▶ **Directions**
Using the records that appear below, write out exactly the lines from the one with "Target: white baseboard" through the one with "Need: place one point per instance of the dryer control knob", keeping both end lines.

═════ Data to use

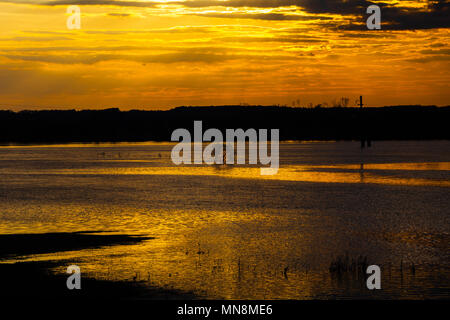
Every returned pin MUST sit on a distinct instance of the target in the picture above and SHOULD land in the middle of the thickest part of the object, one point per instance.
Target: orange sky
(161, 54)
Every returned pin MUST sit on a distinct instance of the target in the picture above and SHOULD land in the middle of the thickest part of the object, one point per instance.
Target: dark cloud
(394, 16)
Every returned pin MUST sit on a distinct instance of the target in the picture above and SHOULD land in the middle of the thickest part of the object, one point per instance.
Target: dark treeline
(385, 123)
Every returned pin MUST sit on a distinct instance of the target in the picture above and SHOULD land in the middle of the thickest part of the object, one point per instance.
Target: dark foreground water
(227, 232)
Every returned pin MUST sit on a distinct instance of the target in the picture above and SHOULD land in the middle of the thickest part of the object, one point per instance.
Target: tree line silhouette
(113, 125)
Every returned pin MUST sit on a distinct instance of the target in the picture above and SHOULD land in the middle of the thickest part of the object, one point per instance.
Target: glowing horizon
(163, 54)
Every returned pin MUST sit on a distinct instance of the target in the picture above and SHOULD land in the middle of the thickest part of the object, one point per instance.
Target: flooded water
(228, 232)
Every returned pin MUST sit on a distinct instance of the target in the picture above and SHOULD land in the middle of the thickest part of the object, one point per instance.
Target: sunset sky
(162, 54)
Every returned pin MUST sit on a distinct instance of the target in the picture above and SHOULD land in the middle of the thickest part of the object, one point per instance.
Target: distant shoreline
(295, 124)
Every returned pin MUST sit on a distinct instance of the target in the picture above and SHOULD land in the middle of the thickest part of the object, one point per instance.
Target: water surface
(228, 232)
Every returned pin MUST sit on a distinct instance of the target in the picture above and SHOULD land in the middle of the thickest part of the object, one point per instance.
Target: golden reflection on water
(230, 254)
(353, 173)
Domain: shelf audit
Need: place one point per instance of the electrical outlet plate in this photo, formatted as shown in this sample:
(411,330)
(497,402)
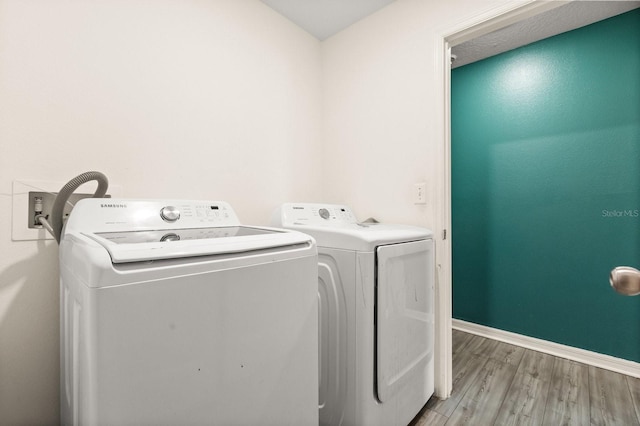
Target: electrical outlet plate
(22,228)
(420,193)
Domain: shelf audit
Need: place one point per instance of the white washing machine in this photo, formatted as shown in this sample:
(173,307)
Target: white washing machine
(376,315)
(173,313)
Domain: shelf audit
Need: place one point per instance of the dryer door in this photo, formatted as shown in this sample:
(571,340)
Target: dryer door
(404,315)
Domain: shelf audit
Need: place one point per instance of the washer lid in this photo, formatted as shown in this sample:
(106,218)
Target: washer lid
(146,245)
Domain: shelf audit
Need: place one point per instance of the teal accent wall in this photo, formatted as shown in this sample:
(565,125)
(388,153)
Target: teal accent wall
(546,187)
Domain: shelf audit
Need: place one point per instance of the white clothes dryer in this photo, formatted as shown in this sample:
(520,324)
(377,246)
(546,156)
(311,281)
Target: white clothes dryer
(376,315)
(173,313)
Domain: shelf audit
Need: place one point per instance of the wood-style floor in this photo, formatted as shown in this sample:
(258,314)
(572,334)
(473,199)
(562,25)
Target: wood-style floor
(495,383)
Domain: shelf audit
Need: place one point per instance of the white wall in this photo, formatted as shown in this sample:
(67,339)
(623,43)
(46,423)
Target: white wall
(383,108)
(188,99)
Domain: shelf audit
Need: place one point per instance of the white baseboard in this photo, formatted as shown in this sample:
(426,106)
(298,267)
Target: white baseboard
(595,359)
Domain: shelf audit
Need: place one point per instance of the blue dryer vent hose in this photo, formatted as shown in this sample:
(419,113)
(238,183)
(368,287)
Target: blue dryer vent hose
(57,212)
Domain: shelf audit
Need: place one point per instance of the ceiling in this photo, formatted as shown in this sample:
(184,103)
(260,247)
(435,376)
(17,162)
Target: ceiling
(324,18)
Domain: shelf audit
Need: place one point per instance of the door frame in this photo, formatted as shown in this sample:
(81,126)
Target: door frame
(445,39)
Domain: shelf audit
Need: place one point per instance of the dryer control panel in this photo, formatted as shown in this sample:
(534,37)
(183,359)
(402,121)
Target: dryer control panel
(314,214)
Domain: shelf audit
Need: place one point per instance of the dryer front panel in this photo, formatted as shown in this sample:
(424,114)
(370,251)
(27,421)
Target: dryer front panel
(404,315)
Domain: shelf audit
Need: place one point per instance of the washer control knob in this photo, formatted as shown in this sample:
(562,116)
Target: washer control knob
(170,214)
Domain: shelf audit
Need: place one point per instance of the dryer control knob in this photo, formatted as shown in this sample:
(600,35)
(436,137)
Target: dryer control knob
(170,214)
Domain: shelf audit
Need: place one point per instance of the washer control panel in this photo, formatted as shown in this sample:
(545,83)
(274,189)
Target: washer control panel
(315,214)
(120,214)
(170,213)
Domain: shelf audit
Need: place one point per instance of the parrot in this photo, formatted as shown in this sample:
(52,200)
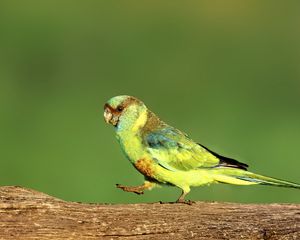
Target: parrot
(168,156)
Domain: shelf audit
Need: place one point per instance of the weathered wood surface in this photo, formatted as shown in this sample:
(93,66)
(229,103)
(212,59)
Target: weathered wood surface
(27,214)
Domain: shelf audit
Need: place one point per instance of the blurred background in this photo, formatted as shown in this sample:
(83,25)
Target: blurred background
(225,72)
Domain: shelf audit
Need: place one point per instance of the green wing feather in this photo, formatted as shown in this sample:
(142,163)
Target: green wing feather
(175,151)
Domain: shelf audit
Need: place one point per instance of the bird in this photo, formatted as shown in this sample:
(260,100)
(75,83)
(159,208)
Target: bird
(168,156)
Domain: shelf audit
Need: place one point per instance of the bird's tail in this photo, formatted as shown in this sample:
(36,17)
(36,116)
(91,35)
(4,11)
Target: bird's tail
(242,177)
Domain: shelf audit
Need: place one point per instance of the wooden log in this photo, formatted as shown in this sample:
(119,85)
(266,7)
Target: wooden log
(28,214)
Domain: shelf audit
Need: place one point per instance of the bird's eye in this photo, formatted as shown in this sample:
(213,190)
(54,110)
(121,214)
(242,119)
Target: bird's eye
(120,108)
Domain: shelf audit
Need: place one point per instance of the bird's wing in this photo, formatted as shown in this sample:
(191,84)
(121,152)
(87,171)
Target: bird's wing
(175,151)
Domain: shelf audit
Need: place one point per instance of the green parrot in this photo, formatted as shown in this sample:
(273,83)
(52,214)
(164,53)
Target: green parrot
(165,155)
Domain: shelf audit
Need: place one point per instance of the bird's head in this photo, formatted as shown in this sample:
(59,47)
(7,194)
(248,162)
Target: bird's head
(123,111)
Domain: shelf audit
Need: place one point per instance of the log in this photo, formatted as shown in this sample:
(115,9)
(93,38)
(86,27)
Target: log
(28,214)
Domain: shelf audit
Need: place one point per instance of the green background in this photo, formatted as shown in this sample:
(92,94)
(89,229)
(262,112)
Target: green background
(225,72)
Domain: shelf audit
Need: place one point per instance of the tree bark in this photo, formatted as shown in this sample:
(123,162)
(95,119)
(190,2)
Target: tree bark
(28,214)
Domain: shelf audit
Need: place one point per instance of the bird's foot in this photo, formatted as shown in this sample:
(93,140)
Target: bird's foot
(136,190)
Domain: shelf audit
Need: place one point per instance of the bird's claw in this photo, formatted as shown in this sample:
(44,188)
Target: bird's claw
(130,189)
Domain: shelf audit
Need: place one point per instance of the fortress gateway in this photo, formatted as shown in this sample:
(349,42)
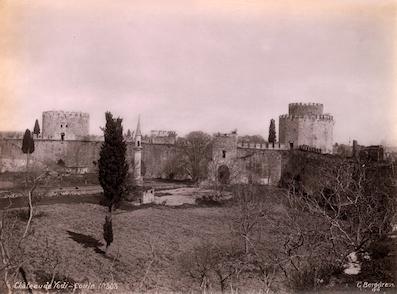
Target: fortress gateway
(65,141)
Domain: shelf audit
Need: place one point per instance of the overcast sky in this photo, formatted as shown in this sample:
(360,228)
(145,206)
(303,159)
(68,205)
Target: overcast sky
(201,65)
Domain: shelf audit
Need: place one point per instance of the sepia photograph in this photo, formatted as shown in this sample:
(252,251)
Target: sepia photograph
(198,146)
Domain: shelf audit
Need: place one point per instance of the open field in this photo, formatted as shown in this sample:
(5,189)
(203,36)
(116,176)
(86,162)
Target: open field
(150,243)
(147,244)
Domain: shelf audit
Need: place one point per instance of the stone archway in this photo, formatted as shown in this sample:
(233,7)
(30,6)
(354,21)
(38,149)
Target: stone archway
(223,174)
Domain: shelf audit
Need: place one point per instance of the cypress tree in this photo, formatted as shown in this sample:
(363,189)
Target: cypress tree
(36,129)
(27,148)
(113,168)
(272,132)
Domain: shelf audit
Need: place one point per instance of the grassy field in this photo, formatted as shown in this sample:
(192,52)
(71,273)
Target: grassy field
(144,254)
(150,241)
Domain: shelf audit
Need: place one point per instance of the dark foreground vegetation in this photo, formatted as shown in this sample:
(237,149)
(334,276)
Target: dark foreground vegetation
(295,238)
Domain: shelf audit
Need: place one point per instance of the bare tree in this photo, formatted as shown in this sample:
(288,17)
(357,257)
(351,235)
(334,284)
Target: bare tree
(251,211)
(11,247)
(195,154)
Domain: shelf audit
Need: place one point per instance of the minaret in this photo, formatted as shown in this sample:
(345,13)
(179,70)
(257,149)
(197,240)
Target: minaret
(138,154)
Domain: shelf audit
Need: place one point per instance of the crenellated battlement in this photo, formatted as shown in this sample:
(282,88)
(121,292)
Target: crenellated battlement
(65,125)
(305,109)
(323,117)
(305,104)
(264,146)
(66,114)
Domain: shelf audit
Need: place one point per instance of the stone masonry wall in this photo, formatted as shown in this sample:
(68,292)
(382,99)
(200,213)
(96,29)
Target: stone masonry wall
(75,125)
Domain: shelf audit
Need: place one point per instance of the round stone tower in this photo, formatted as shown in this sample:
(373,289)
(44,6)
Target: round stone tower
(65,125)
(305,124)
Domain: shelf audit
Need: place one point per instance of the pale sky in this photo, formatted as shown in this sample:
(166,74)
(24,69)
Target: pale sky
(201,65)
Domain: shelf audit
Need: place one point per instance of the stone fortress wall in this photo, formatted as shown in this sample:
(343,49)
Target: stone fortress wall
(65,125)
(305,124)
(244,162)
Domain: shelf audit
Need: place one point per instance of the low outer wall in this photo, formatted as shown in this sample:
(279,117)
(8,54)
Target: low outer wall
(264,166)
(155,158)
(79,155)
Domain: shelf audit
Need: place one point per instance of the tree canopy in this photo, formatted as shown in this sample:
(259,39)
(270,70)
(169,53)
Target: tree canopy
(272,131)
(36,129)
(195,148)
(113,168)
(27,143)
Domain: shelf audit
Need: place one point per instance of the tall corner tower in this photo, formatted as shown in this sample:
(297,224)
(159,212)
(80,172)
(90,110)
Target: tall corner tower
(306,124)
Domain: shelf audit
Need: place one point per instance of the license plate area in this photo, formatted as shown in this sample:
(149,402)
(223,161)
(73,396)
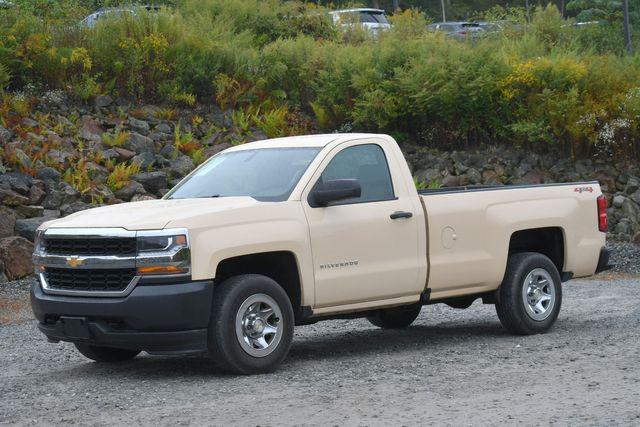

══════════

▶ **Written answer**
Target: white baseboard
(595,359)
Domain: shelf audit
Need: place one point per instance of the blue dryer vent hose in this photo, formatted as shown in this sample:
(419,113)
(238,183)
(368,287)
Target: blue dryer vent hose
(57,212)
Domain: shelf audit
Need: place one point per instance of the ceiling in this photo, formatted as shown in this sample:
(184,103)
(260,247)
(435,376)
(17,162)
Target: ceiling
(324,18)
Domain: shelf audit
Need: place one point per instance of the door frame in this photo, formatted as shown in this sample:
(81,126)
Target: door frame
(445,39)
Domain: shelf audit
Need: place one point per instance of the dryer control panel in this photo, formatted as shown in this sample:
(534,37)
(183,359)
(402,121)
Target: dryer control panel
(314,214)
Domain: shelf audit
Need: place one point per instance of the dryer front panel in this photo, formatted as shown in this sample:
(424,114)
(370,251)
(27,421)
Target: dryer front panel
(404,315)
Domain: shelf audit
Need: place one point per instance of the washer control knob in this photo, formatted as shown in this sample:
(562,116)
Target: washer control knob
(170,214)
Domain: shelf audit
Need: place one point per instance of the dryer control knob in this photo, formatted as shown in this sample:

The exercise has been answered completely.